Render the material as a Markdown table with the columns Row and Line, numbering each line and leaving out blank lines.

● **Records for the task**:
***

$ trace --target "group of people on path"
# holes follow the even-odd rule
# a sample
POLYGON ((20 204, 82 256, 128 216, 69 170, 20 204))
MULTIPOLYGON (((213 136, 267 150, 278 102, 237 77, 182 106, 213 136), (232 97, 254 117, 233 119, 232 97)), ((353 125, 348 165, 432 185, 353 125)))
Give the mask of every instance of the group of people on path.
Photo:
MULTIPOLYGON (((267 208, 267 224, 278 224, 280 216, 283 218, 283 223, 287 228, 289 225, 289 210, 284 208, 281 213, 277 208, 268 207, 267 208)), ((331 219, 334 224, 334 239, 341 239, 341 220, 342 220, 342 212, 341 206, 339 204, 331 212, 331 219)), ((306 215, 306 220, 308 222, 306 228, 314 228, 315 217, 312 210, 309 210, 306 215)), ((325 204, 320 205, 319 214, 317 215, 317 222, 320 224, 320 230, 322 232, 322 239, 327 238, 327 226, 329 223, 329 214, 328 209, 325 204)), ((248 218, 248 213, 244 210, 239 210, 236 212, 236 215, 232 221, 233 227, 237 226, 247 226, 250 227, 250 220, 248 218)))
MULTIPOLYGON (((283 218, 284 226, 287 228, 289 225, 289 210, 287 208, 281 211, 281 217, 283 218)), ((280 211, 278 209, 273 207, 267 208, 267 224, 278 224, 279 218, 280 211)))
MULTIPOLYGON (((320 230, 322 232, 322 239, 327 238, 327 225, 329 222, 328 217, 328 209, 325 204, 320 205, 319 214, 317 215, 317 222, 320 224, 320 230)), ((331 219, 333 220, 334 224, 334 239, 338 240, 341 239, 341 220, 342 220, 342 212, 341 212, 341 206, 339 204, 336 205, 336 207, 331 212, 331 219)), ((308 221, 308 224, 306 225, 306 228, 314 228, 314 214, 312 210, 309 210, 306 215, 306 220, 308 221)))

***

● **Exercise response**:
| Row | Line |
|---|---|
| 1 | $ trace --target "group of people on path" |
| 2 | # holes follow the even-odd rule |
| 3 | # a sample |
| 4 | POLYGON ((20 204, 82 256, 128 216, 69 170, 20 204)) |
| 5 | MULTIPOLYGON (((213 136, 267 150, 278 102, 237 77, 182 106, 213 136), (232 97, 254 117, 233 119, 232 97)), ((353 125, 348 165, 432 185, 353 125))) |
| 6 | Give the mask of every instance of the group of people on path. |
| 7 | Photo: |
| 8 | MULTIPOLYGON (((267 208, 267 224, 278 224, 280 216, 283 218, 283 223, 287 228, 289 225, 289 210, 284 208, 281 213, 277 208, 268 207, 267 208)), ((331 219, 334 224, 334 239, 341 239, 341 220, 342 220, 342 212, 341 206, 339 204, 331 212, 331 219)), ((306 215, 306 220, 308 222, 306 228, 314 228, 315 217, 312 210, 309 210, 306 215)), ((325 204, 320 205, 319 214, 317 215, 317 222, 320 224, 320 230, 322 232, 322 239, 327 238, 327 226, 329 223, 329 214, 328 209, 325 204)), ((248 218, 248 213, 244 210, 239 210, 236 212, 236 215, 232 221, 233 227, 237 226, 247 226, 250 227, 250 220, 248 218))) |
| 9 | MULTIPOLYGON (((283 218, 284 226, 287 228, 289 225, 289 210, 287 208, 281 211, 281 217, 283 218)), ((280 211, 278 209, 273 207, 267 208, 267 224, 278 224, 279 218, 280 211))) |
| 10 | MULTIPOLYGON (((320 230, 322 232, 322 239, 327 238, 327 225, 329 222, 328 217, 328 209, 325 204, 320 205, 319 214, 317 215, 317 222, 320 224, 320 230)), ((331 219, 333 220, 334 224, 334 239, 338 240, 341 239, 341 220, 342 220, 342 212, 341 212, 341 206, 339 204, 336 205, 336 207, 331 212, 331 219)), ((308 221, 308 224, 306 225, 306 228, 314 228, 314 214, 312 210, 309 210, 306 215, 306 220, 308 221))) |